* Work request 1 *
Answer these from the tennis forum post, one answer per line, marked like the questions:
(a) How long was the poster away from tennis?
(b) Which serve does the poster rate as better than the kick serve?
(c) At what height does the poster try to attack the ball with the one-handed backhand?
* Work request 2 *
Write what comes next in the tennis forum post, picking up after its final sentence.

* Passage provided *
○ ○ ○
Can you recommend me some technique videos to regain basic technique?

Pitti

Rookie
Hi. I've been out of tennis for a decade, and I've been playing again a bit (once/twice a week) during last year. I've lost some technique. Can anyone recommend me some series of videos to improve my current technique and my footwork, so I can regain a bit of it?

Additional info:
  • I play with an eastern-like grip forehand. Sometimes hit a semi-western fh to get more spin, but my habitual stroke is flatter.
  • I play with a 1HBH, which also has little topspin. I try to "attack" the ball with it, at my waist, but I find I struggle with it whenever I must hit it higher. It also lacks some power in some moments.
  • My serve back then was a "pin-point" serve (with both feet together), although I could also serve in a platform stance. Now I'd like to recover my "pin-point" serve, since I think it gave me a bit more power, but I can't get to do it consistently. In any case, pinpoint or platform, I need some serve improvement. My kick serve is average, my slice one is better. And my flat one lacks some power. I play 1st and 2nd serve at almost the same speed, just with a different amount of spin. I don't commit many double faults.
  • I like to approach the net and volley.
  • My slice backhand is coming back to life, with some side spin and some consistency, but I still hit some awful ones!
○ ○ ○
* Data for analysis *
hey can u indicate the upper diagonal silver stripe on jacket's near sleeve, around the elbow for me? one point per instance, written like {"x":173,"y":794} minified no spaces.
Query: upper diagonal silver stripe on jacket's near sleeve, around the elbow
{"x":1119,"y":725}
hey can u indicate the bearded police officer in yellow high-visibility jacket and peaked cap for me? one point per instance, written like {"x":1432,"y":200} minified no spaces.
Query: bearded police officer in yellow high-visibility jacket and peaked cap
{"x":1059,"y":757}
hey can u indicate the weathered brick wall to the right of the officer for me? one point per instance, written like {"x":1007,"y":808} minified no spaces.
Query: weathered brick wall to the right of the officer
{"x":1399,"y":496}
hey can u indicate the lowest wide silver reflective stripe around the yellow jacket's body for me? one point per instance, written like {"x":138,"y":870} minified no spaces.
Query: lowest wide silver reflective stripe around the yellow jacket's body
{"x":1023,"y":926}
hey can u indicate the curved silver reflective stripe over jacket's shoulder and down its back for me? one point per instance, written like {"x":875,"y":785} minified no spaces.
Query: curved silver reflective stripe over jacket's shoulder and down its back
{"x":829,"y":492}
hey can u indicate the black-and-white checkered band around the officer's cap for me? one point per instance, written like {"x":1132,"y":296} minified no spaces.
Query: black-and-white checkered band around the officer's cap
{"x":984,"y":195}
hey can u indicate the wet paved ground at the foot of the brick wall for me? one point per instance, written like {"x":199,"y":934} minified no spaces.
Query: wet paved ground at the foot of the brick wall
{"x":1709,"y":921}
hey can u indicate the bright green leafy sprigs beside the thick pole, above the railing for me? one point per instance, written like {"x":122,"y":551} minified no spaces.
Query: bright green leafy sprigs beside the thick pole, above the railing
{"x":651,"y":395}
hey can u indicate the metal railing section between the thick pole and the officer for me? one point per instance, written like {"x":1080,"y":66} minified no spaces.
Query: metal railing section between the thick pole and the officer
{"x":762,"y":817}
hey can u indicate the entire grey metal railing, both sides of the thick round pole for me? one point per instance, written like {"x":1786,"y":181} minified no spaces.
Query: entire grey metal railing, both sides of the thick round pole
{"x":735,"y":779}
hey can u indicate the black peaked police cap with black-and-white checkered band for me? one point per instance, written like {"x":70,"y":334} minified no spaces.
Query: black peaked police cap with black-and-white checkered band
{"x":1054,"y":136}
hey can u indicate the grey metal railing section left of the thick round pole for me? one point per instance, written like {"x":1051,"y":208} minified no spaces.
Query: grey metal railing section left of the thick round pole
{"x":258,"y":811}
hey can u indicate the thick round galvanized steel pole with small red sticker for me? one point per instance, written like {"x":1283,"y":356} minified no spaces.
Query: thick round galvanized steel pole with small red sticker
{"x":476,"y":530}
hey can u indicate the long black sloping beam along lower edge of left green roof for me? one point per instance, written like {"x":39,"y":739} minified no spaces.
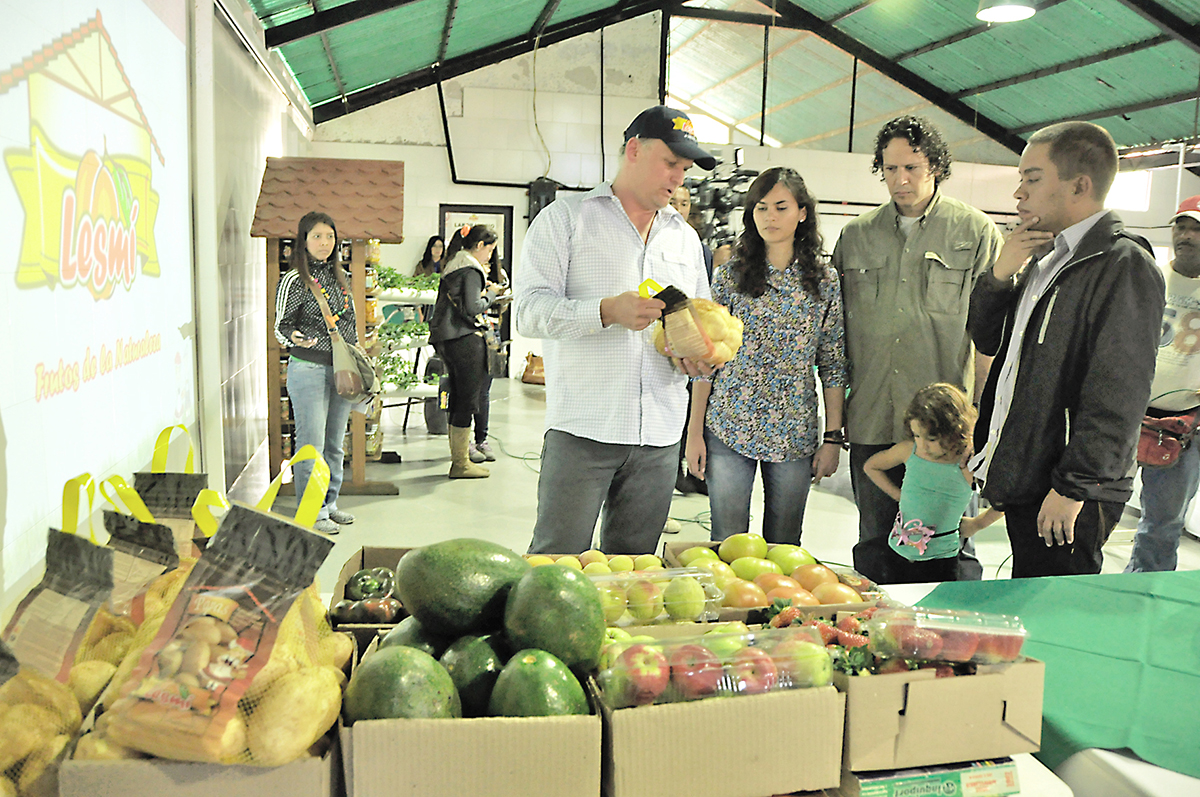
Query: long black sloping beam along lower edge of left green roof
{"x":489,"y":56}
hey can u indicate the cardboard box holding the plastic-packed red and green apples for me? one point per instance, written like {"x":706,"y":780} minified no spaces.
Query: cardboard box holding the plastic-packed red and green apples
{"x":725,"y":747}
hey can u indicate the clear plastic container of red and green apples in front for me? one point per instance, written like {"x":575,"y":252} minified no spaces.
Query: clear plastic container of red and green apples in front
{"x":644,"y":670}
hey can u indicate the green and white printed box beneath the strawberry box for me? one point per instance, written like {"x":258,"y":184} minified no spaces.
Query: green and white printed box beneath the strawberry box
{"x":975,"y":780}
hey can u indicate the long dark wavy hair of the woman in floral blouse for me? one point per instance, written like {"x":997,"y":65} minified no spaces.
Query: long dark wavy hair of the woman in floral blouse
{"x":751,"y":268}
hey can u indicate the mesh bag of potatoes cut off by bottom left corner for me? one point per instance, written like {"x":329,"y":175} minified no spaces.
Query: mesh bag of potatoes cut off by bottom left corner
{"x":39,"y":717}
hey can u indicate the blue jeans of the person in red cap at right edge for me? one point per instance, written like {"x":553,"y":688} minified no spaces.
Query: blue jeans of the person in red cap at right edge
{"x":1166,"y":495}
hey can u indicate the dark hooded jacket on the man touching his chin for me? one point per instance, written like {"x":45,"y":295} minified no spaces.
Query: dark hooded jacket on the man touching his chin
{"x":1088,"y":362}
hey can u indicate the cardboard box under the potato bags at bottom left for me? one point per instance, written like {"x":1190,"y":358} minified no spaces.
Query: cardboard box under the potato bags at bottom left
○ ○ ○
* Answer area 1 *
(a) A decade.
(b) The slice serve.
(c) At the waist.

* Answer area 2 *
  • I tend to fall either short or long in dropshots, except at cross volley dropshots at the net. Topspin lobs are good enough.
  • My sliced smash is good enough. My flat smash is worse. I tend to attack it more frontally than what I should (which is something I didn't do 10 years ago!).
  • Any footwork improvement is welcome.
  • Any tactical idea is also welcome.

Thank you very much.
 
You have unknown strokes.

About the only descriptions or advice that I see are for high level tennis stroke techniques.

This seems to be what I am seeing in high level backhand volleys. Look for it in high speed videos of Federer's volleys.
Backhand Volley:

Take a video of your serve and see if it is a Waiter's Tray. Racket face to sky briefly - probably a WT. Racket edge to ball briefly, as for Nalbandian, it might be a high level serve.
http://www.hi-techtennis.com/serve/big_l_student.php



For unknown strokes, who knows?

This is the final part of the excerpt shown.